ASSIGNMENT:
Every line of the data below needs to be reproduced exactly.

DATA:
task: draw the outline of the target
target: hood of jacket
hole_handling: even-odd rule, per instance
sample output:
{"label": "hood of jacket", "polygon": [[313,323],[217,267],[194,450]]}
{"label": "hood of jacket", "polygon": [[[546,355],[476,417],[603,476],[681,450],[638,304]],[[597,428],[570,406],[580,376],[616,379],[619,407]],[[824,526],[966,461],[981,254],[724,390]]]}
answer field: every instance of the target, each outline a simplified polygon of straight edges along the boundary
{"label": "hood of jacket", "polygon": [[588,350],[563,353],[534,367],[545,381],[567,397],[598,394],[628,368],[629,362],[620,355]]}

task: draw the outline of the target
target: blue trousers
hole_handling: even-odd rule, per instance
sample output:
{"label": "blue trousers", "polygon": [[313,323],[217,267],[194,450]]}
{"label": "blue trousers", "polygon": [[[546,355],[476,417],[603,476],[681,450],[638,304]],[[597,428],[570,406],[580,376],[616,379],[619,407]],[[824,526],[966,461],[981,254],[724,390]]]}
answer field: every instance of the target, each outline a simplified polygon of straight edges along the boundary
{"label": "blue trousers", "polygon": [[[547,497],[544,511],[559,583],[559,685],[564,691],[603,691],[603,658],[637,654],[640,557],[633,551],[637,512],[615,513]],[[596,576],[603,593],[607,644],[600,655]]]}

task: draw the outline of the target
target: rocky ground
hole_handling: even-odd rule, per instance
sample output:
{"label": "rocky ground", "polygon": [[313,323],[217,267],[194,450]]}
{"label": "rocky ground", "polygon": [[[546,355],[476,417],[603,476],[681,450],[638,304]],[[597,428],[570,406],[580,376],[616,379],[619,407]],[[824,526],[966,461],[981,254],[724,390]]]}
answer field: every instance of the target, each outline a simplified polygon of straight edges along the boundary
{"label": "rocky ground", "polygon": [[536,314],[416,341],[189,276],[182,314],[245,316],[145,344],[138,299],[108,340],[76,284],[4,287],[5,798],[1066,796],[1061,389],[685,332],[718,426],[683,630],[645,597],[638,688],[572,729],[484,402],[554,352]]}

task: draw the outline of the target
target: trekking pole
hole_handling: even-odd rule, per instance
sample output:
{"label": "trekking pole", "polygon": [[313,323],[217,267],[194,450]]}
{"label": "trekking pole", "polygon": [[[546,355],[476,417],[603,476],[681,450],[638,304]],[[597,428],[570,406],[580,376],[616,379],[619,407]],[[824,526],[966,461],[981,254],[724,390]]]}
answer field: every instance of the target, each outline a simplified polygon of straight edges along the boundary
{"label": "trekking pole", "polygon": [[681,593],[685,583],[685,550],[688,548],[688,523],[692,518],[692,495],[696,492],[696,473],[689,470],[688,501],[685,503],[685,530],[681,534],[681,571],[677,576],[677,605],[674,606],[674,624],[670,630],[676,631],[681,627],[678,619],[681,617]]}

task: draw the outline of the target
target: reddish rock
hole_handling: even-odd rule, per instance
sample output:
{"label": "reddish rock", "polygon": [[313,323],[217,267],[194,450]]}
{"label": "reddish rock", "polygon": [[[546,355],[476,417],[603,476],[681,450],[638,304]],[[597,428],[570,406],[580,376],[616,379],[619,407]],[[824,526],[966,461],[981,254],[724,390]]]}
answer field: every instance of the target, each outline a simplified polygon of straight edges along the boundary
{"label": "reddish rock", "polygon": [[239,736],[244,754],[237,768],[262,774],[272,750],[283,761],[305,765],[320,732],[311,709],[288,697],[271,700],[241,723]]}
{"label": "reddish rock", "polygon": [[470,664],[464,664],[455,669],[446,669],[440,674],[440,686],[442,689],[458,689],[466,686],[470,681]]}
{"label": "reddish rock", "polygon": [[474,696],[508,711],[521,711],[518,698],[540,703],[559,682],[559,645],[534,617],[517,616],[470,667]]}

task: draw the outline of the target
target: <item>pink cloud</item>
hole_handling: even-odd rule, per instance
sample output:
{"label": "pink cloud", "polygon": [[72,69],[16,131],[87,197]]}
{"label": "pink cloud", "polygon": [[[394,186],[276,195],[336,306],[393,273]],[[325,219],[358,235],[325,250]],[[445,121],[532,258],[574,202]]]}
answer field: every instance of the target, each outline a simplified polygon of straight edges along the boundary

SOLUTION:
task: draw the outline of the target
target: hood of jacket
hole_handling: even-odd rule, per instance
sample output:
{"label": "hood of jacket", "polygon": [[313,323],[217,267],[194,450]]}
{"label": "hood of jacket", "polygon": [[[546,355],[476,417],[603,476],[681,450],[638,304]],[[597,428],[570,406],[580,376],[616,379],[619,407]],[[824,526],[966,461],[981,254],[724,390]]]}
answer field: every instance of the target, each outline a simplified polygon of straight edges along the boundary
{"label": "hood of jacket", "polygon": [[588,350],[563,353],[534,367],[545,381],[567,397],[598,394],[628,368],[629,362],[620,355]]}

task: draw the outline of the target
target: blue trousers
hole_handling: even-odd rule, per instance
sample output:
{"label": "blue trousers", "polygon": [[313,323],[217,267],[194,450]]}
{"label": "blue trousers", "polygon": [[[546,355],[476,417],[603,476],[681,450],[638,304]],[[597,428],[570,406],[580,376],[616,379],[619,407]],[[824,526],[966,461],[981,254],[724,390]]]}
answer field: every instance of the target, each outline a simplified polygon of straight edges along the boundary
{"label": "blue trousers", "polygon": [[[547,497],[544,511],[559,583],[559,685],[564,691],[603,691],[603,658],[637,654],[640,557],[633,551],[637,512],[615,513]],[[596,576],[603,593],[607,644],[600,655]]]}

task: draw the outline of the target
target: rocky ground
hole_handling: even-odd rule, per instance
sample output:
{"label": "rocky ground", "polygon": [[313,323],[217,267],[194,450]]}
{"label": "rocky ground", "polygon": [[[546,355],[476,417],[603,476],[681,450],[638,304]],[[597,428],[570,406],[580,376],[616,379],[619,407]],[[824,526],[966,461],[981,254],[724,390]]]}
answer field: every instance of the target, each outline a simplified polygon of straight edges along the boundary
{"label": "rocky ground", "polygon": [[536,314],[416,341],[189,276],[182,314],[245,316],[145,344],[138,299],[108,340],[76,284],[4,287],[5,798],[1066,796],[1061,389],[685,332],[718,426],[683,630],[645,597],[638,688],[572,729],[484,402],[554,352]]}

task: draw the outline of the target
target: trekking pole
hole_handling: even-odd rule, per instance
sample output:
{"label": "trekking pole", "polygon": [[313,323],[217,267],[194,450]]}
{"label": "trekking pole", "polygon": [[[546,355],[476,417],[603,476],[681,450],[638,304]],[[597,428],[570,406],[580,376],[616,379],[619,407]],[[824,526],[966,461],[981,254],[724,390]]]}
answer field: every instance of the target, each outline a simplified polygon of straight edges along the boundary
{"label": "trekking pole", "polygon": [[681,593],[685,583],[685,550],[688,548],[688,523],[692,518],[692,495],[696,492],[696,473],[689,470],[688,501],[685,503],[685,530],[681,534],[681,571],[677,576],[677,605],[674,606],[674,624],[670,630],[676,631],[681,627],[678,619],[681,617]]}

task: draw the outline of the target
target: reddish rock
hole_handling: even-odd rule, per instance
sample output:
{"label": "reddish rock", "polygon": [[313,323],[217,267],[194,450]]}
{"label": "reddish rock", "polygon": [[[546,355],[476,417],[603,476],[681,450],[638,304]],[[597,428],[570,406],[580,376],[616,379],[619,407]],[[824,526],[966,461],[981,254],[724,390]]]}
answer field: every instance of the target, each outline a simplified polygon of straight edges along the boundary
{"label": "reddish rock", "polygon": [[239,736],[244,754],[237,768],[262,774],[272,750],[283,761],[305,765],[320,732],[311,709],[288,697],[271,700],[241,723]]}
{"label": "reddish rock", "polygon": [[470,664],[464,664],[455,669],[446,669],[440,674],[440,686],[442,689],[458,689],[466,686],[470,681]]}
{"label": "reddish rock", "polygon": [[474,696],[508,711],[521,711],[518,698],[540,703],[559,682],[559,645],[534,617],[517,616],[470,667]]}

task: draw the outline of the target
target: <item>pink cloud</item>
hole_handling: even-odd rule, per instance
sample output:
{"label": "pink cloud", "polygon": [[72,69],[16,131],[87,197]]}
{"label": "pink cloud", "polygon": [[[394,186],[276,195],[336,306],[393,273]],[[325,219],[358,235],[325,250]],[[445,121],[532,258],[574,202]]]}
answer field: every instance of the target, each outline a simplified polygon of straight edges along the boundary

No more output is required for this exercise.